» **Sezione del documento**:
--------

Anna Soru, ricercatrice economica, è presidente di Acta, Associazione consulenti terziario avanzato.

Qualche anno fa, assieme ad altri professionisti autonomi con partita Iva, avete creato un’associazione per colmare un vuoto di rappresentanza, ma anche per cercare nuove forme di tutela specifiche per il lavoro autonomo. Puoi parlarcene?
Acta è nata a Milano ormai quasi 3 anni fa dall’auto-organizzazione di un gruppo di professionisti attivi nel terziario avanzato in regime di partita Iva, i cui clienti sono in prevalenza imprese o enti pubblici. L’associazione è nata soprattutto per raccogliere le attività professionali non rappresentate da ordini professionali o rappresentate da ordini professionali senza cassa, ma è aperta anche a professionisti con cassa.

--------

» **Da fare**:
• 1. Secondo l'intervista su Acta, in quale città è nata l'associazione?
• 2. Modifica l'intervista su Acta riscrivendo tutto il tratto da "Anna Soru, ricercatrice" giù fino a "autonomo. Puoi parlarcene?", con "fondatrice" al posto di "presidente".
L'elenco proviene da una fonte diversa da quella dell'intervista.

--------

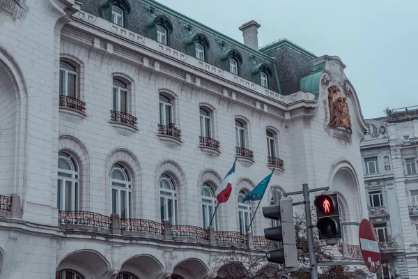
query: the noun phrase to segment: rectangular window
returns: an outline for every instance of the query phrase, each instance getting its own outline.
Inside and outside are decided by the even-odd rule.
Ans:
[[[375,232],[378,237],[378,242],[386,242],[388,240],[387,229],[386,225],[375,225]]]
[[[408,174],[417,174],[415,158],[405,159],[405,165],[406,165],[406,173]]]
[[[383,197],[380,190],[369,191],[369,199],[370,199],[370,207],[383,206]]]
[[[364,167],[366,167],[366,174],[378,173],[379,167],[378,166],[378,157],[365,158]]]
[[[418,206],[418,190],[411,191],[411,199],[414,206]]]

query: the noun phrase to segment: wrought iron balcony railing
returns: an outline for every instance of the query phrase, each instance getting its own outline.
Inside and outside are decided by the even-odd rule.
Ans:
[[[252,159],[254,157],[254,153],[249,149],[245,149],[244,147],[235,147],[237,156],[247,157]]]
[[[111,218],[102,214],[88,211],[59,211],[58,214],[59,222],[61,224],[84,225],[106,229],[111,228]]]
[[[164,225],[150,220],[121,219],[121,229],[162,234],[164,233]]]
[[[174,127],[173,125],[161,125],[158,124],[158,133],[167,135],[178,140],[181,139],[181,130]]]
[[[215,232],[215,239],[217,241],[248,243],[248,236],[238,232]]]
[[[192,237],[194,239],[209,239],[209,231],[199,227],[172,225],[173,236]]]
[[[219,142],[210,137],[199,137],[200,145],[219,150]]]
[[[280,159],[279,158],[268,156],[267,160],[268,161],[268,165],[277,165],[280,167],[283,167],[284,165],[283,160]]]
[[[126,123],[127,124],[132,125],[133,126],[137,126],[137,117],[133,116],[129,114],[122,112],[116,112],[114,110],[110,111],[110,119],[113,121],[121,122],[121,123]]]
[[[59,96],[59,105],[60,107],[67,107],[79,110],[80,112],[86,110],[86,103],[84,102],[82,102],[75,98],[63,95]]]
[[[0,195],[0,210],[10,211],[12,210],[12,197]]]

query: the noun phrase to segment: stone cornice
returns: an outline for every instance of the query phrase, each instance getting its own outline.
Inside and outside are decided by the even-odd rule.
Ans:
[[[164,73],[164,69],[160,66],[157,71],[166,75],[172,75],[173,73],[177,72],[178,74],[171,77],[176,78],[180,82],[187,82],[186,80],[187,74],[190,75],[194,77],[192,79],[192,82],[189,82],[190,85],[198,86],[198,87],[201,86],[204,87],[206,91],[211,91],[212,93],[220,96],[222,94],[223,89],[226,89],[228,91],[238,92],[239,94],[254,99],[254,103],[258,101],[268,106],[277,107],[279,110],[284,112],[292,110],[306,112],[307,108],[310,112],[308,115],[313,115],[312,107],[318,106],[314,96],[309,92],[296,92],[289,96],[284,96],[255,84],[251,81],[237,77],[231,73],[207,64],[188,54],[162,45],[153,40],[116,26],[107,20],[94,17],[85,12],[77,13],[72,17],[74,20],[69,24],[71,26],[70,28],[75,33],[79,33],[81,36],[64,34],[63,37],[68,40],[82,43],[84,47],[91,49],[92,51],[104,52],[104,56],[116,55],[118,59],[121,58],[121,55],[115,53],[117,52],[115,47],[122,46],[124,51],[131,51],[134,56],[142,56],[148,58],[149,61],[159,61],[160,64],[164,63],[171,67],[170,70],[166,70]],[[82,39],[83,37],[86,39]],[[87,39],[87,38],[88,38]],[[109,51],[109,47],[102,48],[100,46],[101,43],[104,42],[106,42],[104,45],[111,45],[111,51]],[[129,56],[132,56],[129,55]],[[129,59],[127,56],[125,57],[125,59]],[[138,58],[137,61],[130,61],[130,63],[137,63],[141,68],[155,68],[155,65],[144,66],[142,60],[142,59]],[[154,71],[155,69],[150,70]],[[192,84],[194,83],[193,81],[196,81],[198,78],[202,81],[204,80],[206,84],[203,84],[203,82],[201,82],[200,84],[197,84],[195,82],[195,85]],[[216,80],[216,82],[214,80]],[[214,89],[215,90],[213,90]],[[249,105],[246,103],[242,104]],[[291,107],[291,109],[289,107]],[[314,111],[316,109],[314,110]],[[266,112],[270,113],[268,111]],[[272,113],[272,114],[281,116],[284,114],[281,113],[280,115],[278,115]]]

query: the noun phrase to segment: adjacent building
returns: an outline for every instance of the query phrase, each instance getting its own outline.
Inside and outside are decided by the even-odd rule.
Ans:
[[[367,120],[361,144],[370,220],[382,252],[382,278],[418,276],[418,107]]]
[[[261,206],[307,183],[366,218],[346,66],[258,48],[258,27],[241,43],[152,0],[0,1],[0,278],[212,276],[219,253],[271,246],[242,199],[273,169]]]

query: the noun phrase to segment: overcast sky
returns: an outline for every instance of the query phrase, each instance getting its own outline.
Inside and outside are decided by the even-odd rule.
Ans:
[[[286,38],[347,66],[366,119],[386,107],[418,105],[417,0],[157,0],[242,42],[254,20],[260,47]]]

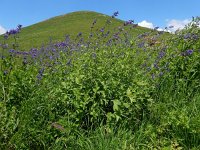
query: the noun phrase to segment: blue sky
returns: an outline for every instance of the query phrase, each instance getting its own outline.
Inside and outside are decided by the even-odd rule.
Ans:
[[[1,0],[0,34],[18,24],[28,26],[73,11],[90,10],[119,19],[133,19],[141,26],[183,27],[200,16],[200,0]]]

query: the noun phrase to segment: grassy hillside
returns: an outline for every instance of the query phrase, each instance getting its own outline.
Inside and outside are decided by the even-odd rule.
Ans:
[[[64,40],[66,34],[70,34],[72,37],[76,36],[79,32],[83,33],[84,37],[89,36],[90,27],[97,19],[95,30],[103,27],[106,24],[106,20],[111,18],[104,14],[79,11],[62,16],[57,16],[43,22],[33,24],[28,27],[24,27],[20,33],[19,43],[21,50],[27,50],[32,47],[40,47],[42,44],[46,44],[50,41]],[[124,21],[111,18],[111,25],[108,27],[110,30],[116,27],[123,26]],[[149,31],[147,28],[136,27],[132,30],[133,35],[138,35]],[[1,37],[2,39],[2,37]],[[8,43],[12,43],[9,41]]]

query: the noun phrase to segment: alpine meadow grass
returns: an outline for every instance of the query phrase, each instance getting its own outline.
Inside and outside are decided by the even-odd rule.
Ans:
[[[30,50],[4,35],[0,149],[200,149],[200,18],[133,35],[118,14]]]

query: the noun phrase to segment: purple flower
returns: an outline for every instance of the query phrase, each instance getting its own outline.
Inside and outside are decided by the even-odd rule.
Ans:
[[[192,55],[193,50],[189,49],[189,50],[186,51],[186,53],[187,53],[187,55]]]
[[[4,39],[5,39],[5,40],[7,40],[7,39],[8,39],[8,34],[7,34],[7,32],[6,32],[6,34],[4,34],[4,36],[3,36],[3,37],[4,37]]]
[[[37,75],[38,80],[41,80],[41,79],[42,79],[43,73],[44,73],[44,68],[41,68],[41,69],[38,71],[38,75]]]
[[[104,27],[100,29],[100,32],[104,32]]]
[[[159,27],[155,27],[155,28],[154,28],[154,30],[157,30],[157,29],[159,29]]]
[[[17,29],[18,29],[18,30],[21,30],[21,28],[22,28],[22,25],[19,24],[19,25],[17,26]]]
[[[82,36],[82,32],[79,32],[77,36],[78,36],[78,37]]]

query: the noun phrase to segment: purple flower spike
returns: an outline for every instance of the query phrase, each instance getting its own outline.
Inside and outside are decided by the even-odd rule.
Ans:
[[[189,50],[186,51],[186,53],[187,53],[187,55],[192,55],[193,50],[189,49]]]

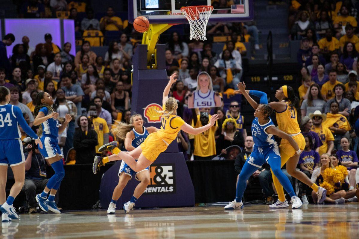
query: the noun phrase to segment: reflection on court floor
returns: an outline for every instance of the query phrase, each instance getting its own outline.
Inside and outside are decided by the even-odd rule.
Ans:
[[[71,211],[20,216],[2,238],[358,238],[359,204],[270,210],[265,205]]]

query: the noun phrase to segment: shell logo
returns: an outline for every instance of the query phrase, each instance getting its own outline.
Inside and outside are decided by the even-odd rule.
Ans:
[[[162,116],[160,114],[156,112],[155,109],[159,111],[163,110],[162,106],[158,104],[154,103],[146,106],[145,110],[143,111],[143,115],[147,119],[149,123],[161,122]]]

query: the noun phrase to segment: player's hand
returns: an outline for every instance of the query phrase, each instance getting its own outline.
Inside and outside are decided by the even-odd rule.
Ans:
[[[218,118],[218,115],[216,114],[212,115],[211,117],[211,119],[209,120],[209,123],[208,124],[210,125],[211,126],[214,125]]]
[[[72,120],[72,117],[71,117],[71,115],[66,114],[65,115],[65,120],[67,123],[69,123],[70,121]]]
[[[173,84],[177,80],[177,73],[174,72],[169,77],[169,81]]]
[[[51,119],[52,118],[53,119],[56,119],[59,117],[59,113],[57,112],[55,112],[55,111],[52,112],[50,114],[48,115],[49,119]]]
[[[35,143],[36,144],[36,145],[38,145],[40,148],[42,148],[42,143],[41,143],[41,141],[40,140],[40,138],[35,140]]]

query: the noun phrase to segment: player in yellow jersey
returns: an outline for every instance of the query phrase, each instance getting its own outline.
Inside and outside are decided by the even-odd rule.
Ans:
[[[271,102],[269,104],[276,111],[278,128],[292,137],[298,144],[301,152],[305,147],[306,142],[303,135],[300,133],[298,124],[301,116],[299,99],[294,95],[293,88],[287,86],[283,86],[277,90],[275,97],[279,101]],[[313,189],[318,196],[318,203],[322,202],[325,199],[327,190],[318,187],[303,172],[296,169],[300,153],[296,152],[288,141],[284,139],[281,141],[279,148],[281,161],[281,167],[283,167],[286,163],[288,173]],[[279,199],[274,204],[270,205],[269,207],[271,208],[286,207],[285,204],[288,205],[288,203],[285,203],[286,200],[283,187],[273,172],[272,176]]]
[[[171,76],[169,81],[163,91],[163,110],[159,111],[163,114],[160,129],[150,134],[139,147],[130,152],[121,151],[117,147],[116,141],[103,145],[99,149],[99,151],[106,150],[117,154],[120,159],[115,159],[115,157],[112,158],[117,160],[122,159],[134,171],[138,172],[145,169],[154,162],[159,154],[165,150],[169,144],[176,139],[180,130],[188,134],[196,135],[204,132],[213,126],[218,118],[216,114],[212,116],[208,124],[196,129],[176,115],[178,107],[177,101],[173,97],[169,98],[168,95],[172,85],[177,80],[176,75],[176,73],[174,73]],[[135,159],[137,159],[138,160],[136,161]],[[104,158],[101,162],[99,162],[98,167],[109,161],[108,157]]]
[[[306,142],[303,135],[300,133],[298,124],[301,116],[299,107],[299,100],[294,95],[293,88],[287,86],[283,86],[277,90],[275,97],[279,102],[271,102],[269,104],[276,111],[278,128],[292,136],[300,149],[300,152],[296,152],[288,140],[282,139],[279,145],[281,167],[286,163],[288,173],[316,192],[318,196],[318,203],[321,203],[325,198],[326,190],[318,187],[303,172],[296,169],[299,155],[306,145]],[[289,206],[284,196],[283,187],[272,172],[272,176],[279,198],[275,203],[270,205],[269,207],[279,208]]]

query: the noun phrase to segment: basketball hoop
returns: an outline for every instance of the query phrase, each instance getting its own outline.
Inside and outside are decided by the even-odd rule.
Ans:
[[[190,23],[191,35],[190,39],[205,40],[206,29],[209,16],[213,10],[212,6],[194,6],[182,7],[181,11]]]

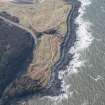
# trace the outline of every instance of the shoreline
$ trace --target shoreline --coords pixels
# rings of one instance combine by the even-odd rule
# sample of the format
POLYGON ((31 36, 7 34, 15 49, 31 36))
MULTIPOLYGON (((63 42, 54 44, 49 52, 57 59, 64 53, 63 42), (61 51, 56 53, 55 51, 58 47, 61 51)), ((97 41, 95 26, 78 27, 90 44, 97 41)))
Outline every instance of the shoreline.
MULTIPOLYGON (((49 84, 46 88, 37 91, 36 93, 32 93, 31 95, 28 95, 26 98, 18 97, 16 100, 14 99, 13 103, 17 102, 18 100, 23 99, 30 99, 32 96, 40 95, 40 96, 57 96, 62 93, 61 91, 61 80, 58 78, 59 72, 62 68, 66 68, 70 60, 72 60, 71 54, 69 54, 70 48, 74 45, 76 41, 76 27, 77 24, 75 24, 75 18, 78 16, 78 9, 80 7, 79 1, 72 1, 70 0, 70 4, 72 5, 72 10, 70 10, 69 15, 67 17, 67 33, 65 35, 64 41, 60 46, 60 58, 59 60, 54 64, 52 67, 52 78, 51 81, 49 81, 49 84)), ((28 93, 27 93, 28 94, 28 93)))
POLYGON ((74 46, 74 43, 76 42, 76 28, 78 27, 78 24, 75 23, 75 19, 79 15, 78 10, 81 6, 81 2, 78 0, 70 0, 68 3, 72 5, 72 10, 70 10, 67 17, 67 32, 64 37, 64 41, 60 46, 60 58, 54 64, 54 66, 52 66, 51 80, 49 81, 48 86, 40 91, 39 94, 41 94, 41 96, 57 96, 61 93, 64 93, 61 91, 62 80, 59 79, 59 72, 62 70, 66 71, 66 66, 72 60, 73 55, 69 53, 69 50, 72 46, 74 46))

--------

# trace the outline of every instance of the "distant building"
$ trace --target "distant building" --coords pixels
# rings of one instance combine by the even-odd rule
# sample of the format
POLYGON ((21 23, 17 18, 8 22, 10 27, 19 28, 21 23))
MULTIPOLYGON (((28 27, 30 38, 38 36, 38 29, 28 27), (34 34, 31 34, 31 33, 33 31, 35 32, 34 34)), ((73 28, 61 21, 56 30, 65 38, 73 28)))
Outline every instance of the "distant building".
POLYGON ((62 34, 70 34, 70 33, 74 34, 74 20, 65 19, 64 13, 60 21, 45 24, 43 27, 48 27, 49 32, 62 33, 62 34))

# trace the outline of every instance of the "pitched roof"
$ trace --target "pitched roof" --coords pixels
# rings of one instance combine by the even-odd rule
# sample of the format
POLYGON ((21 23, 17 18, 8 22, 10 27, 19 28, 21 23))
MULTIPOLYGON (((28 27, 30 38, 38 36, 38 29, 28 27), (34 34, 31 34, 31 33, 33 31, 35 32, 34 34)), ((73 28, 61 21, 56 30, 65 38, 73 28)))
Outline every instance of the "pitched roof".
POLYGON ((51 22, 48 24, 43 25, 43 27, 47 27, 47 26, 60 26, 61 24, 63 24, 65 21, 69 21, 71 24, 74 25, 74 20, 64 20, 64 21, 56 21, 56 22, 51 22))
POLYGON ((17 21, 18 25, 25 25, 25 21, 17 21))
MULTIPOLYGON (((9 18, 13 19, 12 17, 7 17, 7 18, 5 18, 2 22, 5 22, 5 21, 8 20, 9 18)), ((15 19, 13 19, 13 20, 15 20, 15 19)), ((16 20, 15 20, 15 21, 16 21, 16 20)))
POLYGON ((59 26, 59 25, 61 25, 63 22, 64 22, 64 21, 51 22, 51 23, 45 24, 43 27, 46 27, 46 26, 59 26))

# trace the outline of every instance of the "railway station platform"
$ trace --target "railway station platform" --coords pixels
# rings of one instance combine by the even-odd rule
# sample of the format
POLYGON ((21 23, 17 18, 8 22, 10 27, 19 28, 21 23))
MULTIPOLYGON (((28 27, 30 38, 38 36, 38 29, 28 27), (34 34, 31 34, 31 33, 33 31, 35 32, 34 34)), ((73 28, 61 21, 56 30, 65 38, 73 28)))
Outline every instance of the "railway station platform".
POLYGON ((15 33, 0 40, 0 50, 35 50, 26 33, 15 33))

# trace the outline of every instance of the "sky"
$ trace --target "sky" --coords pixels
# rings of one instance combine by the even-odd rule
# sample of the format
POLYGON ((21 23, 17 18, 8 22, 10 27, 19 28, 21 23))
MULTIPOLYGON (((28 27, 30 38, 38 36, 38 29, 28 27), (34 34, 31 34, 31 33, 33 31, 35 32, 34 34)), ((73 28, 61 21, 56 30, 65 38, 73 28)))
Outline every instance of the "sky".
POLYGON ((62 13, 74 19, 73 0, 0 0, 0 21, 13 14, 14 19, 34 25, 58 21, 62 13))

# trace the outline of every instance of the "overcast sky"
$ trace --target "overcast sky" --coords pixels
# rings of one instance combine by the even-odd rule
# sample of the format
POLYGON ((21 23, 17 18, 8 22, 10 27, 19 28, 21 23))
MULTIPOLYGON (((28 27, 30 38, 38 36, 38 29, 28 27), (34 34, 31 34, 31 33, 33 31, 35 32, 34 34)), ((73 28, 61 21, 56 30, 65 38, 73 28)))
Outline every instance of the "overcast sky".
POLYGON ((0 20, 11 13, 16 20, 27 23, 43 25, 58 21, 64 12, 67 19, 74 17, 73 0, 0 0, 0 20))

--------

» **Soluzioni dell'esercizio**:
• 1. A Milano.

• 2.
Anna Soru, ricercatrice economica, è fondatrice di Acta, Associazione consulenti terziario avanzato.

Qualche anno fa, assieme ad altri professionisti autonomi con partita Iva, avete creato un’associazione per colmare un vuoto di rappresentanza, ma anche per cercare nuove forme di tutela specifiche per il lavoro autonomo. Puoi parlarcene?